* **EXERCISE BRIEF**: Starting with the line that contains "Exercise. Point out every instance of the storefront" and going on through the line that contains "point(550, 419)", write out those lines of the data again with "striped sweater" changed to "patterned sweater" and everything else left as it is.
==*==
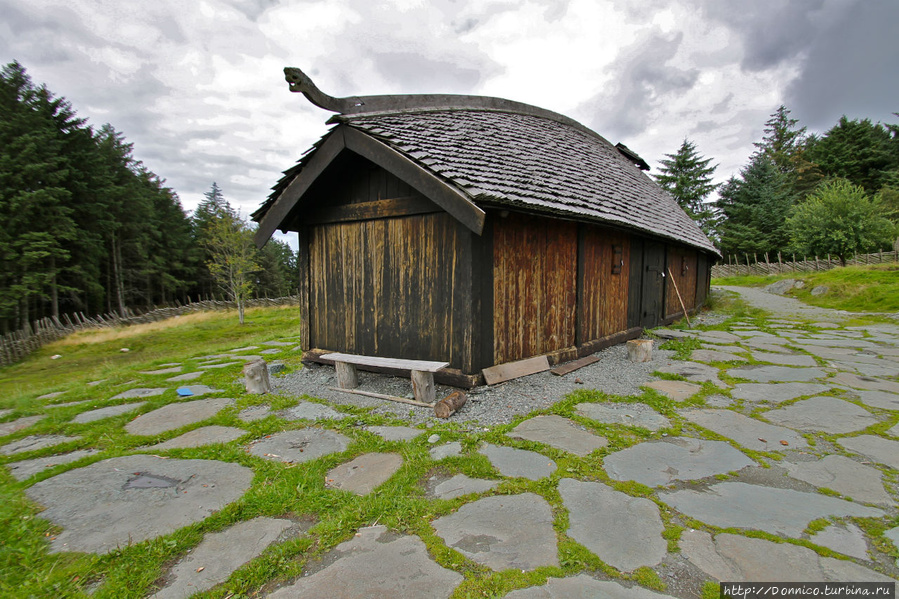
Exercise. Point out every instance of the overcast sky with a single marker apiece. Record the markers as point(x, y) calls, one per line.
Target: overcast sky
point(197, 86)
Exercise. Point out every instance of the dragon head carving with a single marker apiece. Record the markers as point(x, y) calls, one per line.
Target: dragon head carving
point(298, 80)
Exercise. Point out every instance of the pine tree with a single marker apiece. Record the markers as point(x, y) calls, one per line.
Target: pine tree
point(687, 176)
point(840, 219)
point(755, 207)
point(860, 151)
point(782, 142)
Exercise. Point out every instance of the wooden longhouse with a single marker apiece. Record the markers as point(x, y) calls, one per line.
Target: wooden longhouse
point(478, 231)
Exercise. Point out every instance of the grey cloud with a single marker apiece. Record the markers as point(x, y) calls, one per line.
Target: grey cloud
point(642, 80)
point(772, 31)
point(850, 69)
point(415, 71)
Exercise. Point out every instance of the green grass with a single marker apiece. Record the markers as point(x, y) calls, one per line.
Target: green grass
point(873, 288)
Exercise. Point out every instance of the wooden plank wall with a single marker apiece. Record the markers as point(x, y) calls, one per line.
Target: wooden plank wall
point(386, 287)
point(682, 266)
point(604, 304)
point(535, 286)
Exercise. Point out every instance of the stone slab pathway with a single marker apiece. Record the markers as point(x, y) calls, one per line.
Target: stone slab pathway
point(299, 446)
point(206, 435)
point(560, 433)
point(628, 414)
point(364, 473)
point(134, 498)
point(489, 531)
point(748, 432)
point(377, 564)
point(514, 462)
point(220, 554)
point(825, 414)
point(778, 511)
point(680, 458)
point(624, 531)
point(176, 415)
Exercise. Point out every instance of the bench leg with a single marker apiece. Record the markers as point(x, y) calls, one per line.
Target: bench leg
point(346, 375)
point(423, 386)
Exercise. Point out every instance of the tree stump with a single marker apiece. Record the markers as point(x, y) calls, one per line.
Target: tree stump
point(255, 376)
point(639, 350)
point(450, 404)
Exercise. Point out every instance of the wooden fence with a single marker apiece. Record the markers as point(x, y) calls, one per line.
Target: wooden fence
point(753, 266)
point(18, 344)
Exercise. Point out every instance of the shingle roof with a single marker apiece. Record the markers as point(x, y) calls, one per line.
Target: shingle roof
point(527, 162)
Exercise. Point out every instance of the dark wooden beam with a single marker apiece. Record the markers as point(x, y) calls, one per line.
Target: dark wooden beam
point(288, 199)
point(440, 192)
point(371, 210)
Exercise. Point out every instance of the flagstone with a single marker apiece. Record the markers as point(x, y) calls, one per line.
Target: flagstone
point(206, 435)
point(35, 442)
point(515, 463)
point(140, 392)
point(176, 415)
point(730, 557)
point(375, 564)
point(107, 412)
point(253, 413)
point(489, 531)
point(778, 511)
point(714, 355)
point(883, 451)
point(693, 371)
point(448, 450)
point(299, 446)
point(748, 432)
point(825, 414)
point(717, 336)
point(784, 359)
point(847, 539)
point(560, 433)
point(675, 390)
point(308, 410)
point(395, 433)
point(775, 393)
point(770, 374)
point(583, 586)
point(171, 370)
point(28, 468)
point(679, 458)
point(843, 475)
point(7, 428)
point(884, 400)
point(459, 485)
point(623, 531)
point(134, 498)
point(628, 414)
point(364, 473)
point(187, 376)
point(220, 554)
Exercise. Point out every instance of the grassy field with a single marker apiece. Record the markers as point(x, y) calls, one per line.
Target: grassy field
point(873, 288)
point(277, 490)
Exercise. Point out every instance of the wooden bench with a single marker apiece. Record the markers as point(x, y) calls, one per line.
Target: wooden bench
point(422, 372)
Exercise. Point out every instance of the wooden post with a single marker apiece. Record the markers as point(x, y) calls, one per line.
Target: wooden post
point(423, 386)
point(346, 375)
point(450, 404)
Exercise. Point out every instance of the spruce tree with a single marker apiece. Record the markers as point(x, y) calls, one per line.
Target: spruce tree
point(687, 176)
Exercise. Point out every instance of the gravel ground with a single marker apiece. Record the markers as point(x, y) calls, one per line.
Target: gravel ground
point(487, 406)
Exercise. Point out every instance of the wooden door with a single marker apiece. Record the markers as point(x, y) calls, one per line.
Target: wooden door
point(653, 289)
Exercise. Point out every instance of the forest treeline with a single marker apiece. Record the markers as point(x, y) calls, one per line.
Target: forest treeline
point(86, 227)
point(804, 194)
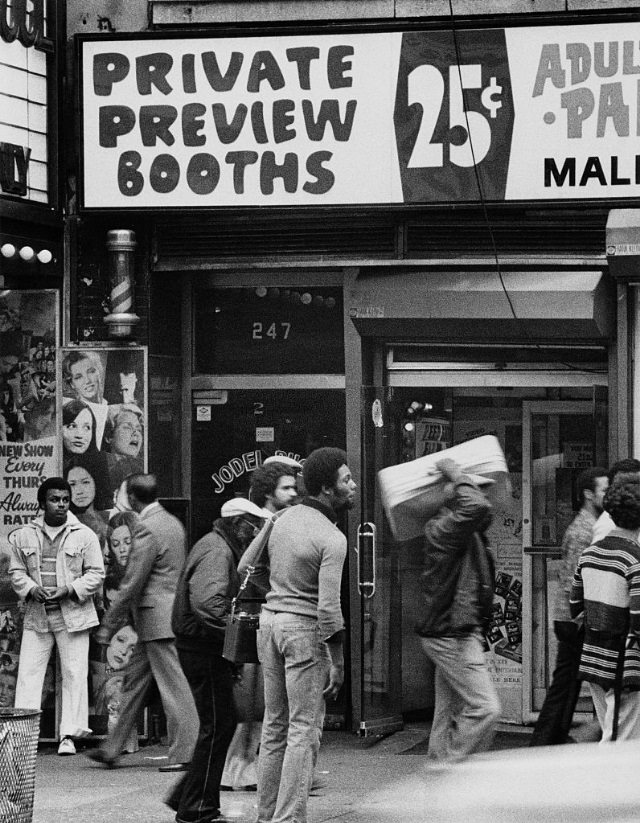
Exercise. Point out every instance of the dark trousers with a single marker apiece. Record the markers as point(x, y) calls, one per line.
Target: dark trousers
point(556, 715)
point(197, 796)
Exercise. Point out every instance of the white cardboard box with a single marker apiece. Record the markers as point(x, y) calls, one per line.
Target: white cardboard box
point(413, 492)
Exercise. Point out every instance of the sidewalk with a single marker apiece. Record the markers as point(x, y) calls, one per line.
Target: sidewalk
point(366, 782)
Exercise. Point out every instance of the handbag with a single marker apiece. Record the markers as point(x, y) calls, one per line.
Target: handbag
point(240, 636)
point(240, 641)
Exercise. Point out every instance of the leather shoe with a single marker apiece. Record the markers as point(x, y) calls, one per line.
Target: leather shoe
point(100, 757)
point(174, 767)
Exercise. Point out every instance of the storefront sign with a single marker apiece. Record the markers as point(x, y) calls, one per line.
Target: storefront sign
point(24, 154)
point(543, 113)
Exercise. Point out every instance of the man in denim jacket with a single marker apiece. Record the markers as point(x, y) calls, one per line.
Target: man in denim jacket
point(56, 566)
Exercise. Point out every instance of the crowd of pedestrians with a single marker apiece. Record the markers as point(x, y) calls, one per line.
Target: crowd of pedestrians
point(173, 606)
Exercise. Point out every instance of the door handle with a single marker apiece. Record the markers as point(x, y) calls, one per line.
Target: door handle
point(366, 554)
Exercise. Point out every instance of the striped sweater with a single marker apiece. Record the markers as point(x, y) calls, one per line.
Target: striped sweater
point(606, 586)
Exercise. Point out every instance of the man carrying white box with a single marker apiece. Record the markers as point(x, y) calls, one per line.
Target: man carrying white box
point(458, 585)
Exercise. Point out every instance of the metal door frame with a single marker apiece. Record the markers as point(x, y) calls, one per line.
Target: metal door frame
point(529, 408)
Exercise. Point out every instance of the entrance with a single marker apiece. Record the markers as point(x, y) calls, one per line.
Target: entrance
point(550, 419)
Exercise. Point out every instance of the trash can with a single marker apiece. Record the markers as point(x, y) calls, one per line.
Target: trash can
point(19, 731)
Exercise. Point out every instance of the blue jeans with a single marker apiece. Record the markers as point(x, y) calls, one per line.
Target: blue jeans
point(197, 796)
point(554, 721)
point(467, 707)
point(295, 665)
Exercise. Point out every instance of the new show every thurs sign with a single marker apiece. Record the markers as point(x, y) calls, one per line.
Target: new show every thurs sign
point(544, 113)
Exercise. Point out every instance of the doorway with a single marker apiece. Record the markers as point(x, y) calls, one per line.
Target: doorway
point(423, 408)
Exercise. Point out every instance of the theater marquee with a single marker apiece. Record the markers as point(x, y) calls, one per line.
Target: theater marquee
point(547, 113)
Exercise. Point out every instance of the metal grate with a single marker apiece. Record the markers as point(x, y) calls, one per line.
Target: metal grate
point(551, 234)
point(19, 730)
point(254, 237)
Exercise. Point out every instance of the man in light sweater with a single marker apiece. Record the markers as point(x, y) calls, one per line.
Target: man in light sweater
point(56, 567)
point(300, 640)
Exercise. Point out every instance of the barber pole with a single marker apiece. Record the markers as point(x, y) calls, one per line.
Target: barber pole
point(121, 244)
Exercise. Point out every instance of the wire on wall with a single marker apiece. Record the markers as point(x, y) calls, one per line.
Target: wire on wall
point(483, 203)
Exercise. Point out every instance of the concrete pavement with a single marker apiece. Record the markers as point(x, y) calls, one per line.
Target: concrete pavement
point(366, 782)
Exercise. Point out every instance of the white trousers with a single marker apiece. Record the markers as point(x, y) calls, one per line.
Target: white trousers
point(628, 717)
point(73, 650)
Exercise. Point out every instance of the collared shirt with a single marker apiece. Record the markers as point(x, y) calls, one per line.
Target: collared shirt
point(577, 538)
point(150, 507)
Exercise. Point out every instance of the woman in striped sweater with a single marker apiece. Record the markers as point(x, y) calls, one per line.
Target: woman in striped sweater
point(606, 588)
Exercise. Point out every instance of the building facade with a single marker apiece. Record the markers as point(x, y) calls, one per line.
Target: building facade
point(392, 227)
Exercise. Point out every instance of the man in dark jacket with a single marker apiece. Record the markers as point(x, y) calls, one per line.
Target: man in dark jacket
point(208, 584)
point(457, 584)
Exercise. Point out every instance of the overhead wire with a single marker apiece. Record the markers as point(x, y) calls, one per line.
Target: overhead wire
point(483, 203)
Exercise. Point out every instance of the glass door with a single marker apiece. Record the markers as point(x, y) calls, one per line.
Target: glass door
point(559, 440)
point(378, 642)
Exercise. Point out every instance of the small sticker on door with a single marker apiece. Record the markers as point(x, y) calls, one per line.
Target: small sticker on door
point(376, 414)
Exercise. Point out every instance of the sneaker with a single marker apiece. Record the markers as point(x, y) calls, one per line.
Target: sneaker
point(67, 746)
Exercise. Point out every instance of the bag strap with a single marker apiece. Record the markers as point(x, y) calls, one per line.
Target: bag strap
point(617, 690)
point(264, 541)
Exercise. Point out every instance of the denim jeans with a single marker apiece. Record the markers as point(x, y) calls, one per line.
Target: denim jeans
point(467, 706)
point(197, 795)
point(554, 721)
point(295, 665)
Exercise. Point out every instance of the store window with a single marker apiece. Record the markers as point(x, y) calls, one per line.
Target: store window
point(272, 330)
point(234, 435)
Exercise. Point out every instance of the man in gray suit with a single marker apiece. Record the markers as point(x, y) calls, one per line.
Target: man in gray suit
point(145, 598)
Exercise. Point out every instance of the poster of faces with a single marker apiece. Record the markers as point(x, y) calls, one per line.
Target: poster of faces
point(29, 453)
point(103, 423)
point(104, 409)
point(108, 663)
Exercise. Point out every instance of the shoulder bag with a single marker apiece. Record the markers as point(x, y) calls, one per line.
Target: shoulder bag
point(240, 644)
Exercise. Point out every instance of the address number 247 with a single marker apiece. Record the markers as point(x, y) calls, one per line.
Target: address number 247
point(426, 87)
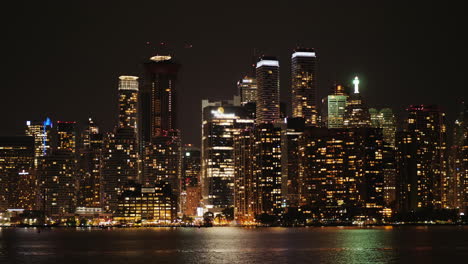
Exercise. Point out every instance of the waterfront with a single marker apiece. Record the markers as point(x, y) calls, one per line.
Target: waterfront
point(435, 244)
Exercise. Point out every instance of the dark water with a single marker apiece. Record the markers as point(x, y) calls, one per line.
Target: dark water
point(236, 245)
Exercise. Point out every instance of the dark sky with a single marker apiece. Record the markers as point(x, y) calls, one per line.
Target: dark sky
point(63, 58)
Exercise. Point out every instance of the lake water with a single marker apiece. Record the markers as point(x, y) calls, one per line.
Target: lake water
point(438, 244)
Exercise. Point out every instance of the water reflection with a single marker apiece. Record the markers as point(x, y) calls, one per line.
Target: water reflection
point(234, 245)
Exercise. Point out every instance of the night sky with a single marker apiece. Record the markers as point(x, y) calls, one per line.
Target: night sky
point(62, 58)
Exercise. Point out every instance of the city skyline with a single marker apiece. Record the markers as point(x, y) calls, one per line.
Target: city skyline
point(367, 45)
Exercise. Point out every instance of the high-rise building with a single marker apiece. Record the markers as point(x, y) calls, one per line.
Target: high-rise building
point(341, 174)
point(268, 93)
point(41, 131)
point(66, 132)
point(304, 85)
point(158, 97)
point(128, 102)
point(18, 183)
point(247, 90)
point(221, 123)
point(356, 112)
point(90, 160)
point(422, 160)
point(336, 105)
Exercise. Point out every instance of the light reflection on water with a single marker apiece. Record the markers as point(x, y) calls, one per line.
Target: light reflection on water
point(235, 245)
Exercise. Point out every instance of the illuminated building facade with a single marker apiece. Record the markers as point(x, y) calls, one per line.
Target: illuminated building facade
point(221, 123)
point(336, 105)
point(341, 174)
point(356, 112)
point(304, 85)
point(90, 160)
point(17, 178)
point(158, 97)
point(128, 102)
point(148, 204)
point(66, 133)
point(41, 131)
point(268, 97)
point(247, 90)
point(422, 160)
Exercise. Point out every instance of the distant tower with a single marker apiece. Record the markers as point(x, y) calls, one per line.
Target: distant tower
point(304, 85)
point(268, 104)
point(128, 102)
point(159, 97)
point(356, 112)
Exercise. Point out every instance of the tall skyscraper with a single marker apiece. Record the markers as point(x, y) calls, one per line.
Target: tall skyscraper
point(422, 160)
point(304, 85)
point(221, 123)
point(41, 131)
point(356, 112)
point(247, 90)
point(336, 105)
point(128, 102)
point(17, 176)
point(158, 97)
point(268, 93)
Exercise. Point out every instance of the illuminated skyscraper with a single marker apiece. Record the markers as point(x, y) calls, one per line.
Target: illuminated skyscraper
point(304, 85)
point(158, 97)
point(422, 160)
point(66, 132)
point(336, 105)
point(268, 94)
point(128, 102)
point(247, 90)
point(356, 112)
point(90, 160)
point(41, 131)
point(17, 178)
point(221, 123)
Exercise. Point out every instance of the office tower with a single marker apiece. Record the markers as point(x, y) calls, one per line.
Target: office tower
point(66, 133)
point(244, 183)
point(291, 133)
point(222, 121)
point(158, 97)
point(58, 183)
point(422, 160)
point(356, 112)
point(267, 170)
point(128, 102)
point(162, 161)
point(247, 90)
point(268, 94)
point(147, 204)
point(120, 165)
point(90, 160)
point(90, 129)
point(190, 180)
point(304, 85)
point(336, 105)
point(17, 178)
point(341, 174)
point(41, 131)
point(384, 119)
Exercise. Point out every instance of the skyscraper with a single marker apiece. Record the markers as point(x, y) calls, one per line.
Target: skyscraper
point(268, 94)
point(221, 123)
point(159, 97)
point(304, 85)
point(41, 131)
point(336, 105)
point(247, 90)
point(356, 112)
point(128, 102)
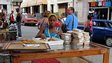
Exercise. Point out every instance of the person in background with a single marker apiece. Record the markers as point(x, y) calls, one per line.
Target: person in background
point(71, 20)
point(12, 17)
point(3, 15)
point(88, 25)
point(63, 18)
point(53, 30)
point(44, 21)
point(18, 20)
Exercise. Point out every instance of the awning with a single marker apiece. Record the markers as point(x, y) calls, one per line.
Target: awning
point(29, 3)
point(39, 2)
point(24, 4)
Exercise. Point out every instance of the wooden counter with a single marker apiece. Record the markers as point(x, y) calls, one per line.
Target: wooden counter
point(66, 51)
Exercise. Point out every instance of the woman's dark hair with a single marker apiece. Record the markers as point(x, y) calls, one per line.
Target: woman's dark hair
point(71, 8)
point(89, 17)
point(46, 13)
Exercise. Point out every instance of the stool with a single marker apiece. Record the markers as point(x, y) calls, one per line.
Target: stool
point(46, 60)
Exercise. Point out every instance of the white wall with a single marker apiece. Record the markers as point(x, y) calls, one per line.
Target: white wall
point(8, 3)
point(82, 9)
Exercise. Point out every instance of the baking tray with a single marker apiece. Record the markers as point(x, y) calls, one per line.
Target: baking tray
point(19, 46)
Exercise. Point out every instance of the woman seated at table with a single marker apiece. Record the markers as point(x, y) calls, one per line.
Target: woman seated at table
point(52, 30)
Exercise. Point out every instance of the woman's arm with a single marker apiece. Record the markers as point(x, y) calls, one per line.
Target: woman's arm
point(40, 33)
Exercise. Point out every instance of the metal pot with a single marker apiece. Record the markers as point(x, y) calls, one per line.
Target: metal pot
==*==
* **TASK RESPONSE**:
Exercise. Point out every instance of the storefront sign with a single marker apiece. Record the markers as point(x, y) calls, one per line.
Target: storefront sign
point(24, 154)
point(543, 113)
Exercise. Point out every instance of the man in denim jacket with a single marker apiece. Record the markers as point(x, y) calls, one per line.
Target: man in denim jacket
point(56, 566)
Exercise. Point out every instance of the crowd of pedestrians with a single marker apiece. Record the markers as point(x, y) calls, one per line.
Target: crowd of pedestrians
point(173, 606)
Exercise. Point out every instance of the door handle with a single marker apiece. Record the markers as point(x, y) calls, one per line.
Target: door handle
point(366, 554)
Exercise. Point out every instance of the patterned sweater with a single marker apiece. Record the markers as point(x, y) calls, one per line.
Target: patterned sweater
point(606, 586)
Exercise. Point out every instance of the man carrying white box with a single marker apiece. Record the markers as point(x, y) calls, one per line.
Target: man carrying white box
point(458, 585)
Exercise. Point out every instance of the metal door frame with a single marker apiece. Record the markers as point(x, y) calls, one per line.
Target: metal door frame
point(529, 408)
Exercise. Point out every instance of the entrance with a single marker apiece. Record the markers as point(x, y) calls, one per line.
Target: entrance
point(550, 419)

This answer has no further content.